Return the lines of the records unchanged, starting at the line with "Can you see the apartment" and continuing through the last line of the records, both ends included.

=== Records supplied ===

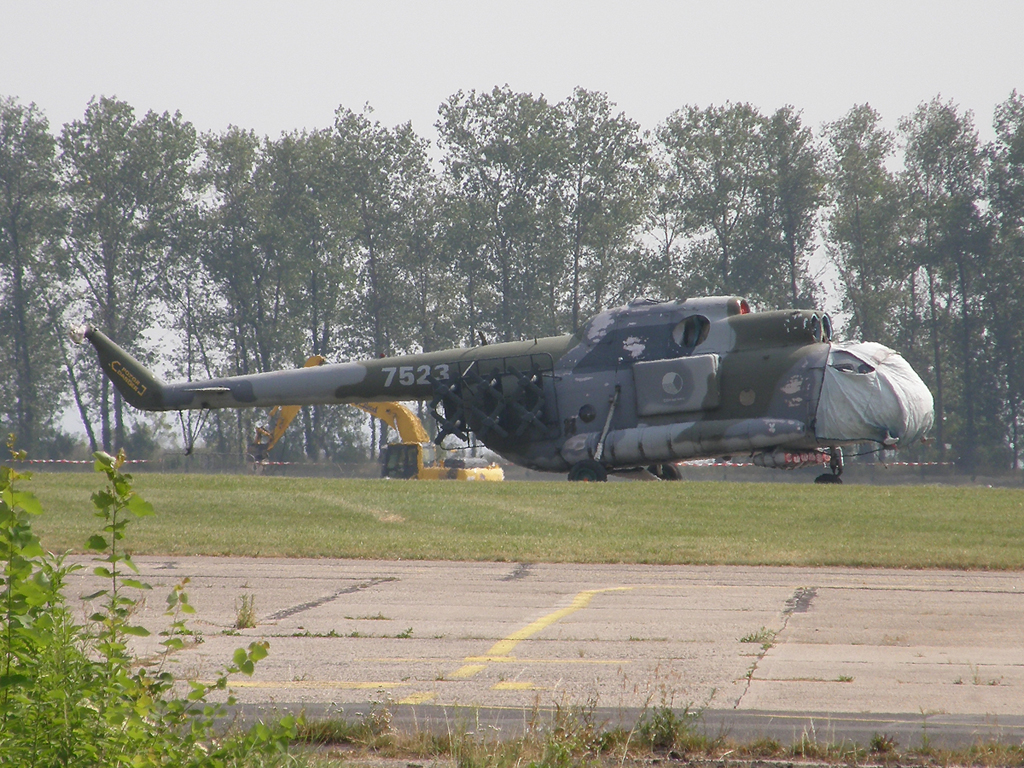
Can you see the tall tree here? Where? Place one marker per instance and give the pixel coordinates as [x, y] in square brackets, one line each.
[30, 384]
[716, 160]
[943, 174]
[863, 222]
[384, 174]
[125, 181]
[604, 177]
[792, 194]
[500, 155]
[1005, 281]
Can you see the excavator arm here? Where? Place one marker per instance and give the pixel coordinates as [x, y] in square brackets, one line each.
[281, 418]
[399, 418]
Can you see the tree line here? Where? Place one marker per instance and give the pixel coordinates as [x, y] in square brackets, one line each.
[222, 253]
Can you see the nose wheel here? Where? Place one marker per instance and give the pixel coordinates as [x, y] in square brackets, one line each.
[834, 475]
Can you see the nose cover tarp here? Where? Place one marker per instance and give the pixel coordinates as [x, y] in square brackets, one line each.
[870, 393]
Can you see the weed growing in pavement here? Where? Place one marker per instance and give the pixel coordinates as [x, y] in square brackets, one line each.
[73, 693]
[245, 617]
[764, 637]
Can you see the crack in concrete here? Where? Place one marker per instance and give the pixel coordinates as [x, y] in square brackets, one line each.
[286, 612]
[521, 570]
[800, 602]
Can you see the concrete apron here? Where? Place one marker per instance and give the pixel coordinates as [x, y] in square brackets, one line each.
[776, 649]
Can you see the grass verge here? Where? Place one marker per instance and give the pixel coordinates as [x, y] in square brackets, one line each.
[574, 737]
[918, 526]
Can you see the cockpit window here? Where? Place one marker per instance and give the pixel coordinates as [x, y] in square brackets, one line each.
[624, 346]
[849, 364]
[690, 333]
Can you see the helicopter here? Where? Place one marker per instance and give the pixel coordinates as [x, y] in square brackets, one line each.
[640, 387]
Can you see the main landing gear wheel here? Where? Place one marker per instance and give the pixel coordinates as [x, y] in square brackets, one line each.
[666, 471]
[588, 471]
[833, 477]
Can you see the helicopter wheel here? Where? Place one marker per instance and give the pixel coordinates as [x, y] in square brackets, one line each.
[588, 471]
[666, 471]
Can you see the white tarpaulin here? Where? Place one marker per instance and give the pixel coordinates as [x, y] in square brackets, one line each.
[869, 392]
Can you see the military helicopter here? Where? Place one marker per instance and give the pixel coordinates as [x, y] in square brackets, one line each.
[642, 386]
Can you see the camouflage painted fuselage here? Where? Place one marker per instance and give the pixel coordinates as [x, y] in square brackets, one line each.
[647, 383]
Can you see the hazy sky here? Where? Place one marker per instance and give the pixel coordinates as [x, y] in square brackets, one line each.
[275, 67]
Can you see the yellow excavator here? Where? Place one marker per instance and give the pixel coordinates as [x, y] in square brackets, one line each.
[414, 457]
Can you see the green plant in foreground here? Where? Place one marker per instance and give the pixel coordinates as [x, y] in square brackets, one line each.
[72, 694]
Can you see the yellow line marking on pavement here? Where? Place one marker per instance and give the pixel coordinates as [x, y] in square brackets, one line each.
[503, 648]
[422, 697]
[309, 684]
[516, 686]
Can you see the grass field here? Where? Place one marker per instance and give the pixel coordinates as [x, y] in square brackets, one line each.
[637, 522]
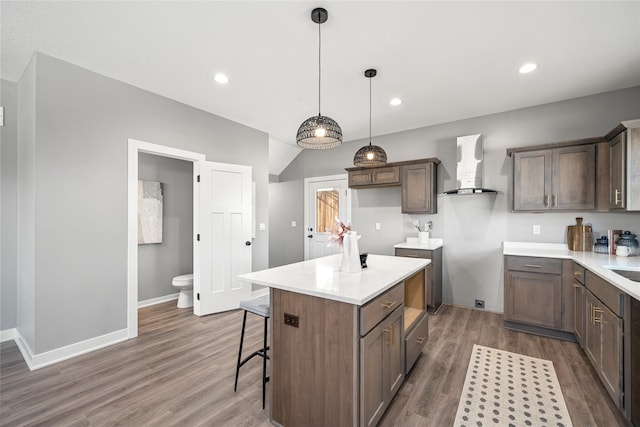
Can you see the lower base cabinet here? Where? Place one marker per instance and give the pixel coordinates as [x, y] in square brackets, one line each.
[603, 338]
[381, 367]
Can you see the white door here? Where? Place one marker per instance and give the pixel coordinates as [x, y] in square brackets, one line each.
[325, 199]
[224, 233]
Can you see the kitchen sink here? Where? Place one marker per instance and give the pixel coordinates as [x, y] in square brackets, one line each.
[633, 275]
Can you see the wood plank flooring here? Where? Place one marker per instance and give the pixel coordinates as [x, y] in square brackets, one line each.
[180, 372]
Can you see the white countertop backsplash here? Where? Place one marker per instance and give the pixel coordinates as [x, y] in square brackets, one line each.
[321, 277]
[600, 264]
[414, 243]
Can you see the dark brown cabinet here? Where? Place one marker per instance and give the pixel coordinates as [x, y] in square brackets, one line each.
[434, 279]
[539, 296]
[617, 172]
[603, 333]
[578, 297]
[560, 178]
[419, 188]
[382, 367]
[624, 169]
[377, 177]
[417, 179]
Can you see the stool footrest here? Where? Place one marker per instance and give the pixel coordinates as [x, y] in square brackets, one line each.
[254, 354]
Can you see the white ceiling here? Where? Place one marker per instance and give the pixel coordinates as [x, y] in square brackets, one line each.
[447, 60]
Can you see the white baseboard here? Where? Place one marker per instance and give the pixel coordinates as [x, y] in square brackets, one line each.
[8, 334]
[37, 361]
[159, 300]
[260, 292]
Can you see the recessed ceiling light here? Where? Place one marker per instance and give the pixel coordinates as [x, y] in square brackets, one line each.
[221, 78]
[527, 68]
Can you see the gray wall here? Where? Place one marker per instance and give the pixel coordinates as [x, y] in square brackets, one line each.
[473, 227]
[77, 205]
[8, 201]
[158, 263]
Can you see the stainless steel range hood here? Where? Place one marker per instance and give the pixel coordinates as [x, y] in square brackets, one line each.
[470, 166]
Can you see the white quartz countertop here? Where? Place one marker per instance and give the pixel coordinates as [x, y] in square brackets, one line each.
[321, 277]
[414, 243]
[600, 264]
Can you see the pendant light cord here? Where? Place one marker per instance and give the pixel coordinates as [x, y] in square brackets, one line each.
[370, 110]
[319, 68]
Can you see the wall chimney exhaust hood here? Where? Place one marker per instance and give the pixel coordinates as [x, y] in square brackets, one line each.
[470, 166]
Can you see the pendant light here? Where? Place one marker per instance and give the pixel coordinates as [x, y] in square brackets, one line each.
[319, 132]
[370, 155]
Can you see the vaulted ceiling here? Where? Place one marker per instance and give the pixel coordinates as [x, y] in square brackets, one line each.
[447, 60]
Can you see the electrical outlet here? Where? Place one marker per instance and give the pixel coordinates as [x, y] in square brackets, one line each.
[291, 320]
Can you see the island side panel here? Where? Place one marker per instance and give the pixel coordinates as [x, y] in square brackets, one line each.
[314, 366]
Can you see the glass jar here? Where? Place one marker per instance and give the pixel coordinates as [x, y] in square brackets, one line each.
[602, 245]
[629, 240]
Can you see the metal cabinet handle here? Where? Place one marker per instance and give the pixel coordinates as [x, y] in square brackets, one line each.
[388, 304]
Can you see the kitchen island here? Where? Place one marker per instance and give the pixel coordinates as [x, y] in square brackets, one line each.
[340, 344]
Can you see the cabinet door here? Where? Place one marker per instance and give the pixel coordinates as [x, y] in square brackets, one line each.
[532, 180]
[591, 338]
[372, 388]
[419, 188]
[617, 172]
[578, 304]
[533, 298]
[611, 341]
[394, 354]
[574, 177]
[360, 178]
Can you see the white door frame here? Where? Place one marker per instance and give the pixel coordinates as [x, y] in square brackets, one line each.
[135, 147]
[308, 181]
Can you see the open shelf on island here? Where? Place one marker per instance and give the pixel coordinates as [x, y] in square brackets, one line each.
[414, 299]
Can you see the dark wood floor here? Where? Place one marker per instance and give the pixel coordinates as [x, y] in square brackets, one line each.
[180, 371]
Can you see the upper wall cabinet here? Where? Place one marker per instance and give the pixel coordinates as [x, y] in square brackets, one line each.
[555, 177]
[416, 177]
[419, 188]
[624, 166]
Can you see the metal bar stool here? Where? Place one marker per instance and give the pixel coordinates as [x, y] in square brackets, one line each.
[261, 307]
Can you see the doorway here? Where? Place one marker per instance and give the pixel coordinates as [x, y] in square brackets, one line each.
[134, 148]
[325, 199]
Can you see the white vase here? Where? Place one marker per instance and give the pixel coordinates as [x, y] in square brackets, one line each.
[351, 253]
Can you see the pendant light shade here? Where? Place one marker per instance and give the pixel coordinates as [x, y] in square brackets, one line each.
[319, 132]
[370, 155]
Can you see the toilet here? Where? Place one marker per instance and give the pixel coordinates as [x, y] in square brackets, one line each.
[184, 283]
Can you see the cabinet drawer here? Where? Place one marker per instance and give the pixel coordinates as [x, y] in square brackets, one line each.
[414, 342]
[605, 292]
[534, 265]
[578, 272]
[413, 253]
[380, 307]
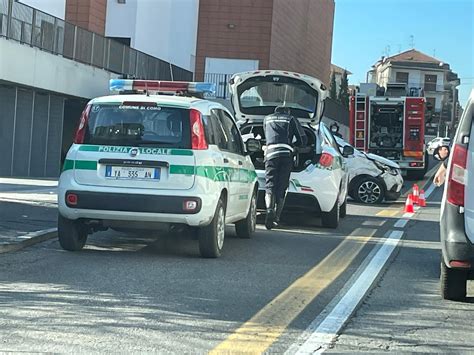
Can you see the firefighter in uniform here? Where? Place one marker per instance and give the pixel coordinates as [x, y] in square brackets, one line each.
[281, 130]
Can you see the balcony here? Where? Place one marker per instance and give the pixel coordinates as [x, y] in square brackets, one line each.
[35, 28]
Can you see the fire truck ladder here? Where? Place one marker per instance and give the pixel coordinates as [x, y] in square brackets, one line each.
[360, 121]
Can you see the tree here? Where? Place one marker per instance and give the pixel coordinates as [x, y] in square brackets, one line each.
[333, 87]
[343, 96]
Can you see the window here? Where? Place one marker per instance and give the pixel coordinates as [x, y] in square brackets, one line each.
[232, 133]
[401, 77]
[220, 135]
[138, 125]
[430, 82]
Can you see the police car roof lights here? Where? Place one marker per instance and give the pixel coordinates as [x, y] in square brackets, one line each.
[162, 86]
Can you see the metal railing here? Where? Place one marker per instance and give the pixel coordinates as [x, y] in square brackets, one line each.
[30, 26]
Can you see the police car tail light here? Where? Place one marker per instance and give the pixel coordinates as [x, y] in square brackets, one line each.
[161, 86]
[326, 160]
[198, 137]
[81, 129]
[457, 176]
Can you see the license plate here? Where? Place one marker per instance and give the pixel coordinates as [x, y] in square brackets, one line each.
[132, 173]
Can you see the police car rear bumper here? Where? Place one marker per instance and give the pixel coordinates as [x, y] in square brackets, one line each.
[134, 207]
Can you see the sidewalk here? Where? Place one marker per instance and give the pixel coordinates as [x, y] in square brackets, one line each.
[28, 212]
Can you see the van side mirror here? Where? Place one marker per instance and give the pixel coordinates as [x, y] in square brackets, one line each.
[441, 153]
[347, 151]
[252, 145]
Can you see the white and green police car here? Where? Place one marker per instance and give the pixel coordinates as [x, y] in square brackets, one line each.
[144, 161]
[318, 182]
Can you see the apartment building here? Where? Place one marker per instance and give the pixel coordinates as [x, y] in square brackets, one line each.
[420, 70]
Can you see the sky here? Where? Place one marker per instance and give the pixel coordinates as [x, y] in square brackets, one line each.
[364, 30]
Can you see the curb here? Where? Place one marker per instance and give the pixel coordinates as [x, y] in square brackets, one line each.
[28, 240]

===

- _Complete answer_
Can you see the apartment building here? Where? Place one marker per instance and give the pixel coordinates as [x, y] in square brackets, one line each.
[420, 70]
Can you see the sky here? Where? Place one marker per instance and give the pixel coordinates as [x, y] in square brackets, one line each.
[364, 30]
Can you see the curb here? Where? Place one marker per instance and give the pixel coordinates as [x, y] in square brackets, one line each.
[28, 240]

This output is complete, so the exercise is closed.